WORK TO COMPLETE: Each line holding the word "query" must appear in the answer, copied from the entries.

Records excerpted from a collection:
⁂
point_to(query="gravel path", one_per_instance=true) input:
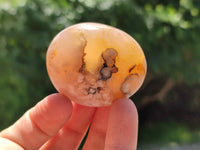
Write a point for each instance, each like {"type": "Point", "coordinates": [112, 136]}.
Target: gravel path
{"type": "Point", "coordinates": [195, 146]}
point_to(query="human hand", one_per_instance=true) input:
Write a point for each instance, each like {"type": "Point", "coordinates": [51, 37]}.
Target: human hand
{"type": "Point", "coordinates": [57, 124]}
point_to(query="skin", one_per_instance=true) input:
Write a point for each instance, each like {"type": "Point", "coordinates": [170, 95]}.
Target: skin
{"type": "Point", "coordinates": [56, 123]}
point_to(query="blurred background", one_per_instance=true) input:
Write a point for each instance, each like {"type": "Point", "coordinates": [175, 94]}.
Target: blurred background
{"type": "Point", "coordinates": [168, 31]}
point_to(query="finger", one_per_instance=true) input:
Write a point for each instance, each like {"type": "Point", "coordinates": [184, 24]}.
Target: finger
{"type": "Point", "coordinates": [40, 123]}
{"type": "Point", "coordinates": [122, 126]}
{"type": "Point", "coordinates": [71, 135]}
{"type": "Point", "coordinates": [97, 133]}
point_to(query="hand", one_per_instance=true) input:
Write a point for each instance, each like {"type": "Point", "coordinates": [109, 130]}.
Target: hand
{"type": "Point", "coordinates": [57, 124]}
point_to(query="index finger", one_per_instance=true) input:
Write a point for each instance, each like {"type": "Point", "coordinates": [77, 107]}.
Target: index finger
{"type": "Point", "coordinates": [122, 128]}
⁂
OUTPUT FOR THIS TASK:
point_to(query="gravel path", one_per_instance=true) input:
point_to(query="human hand", one_per_instance=true) input:
point_to(query="skin", one_per_instance=true) input:
point_to(query="blurred background", one_per_instance=true) input:
point_to(query="finger", one_per_instance=true) input:
point_to(query="hand", one_per_instance=true) input:
point_to(query="index finger", one_per_instance=true) input:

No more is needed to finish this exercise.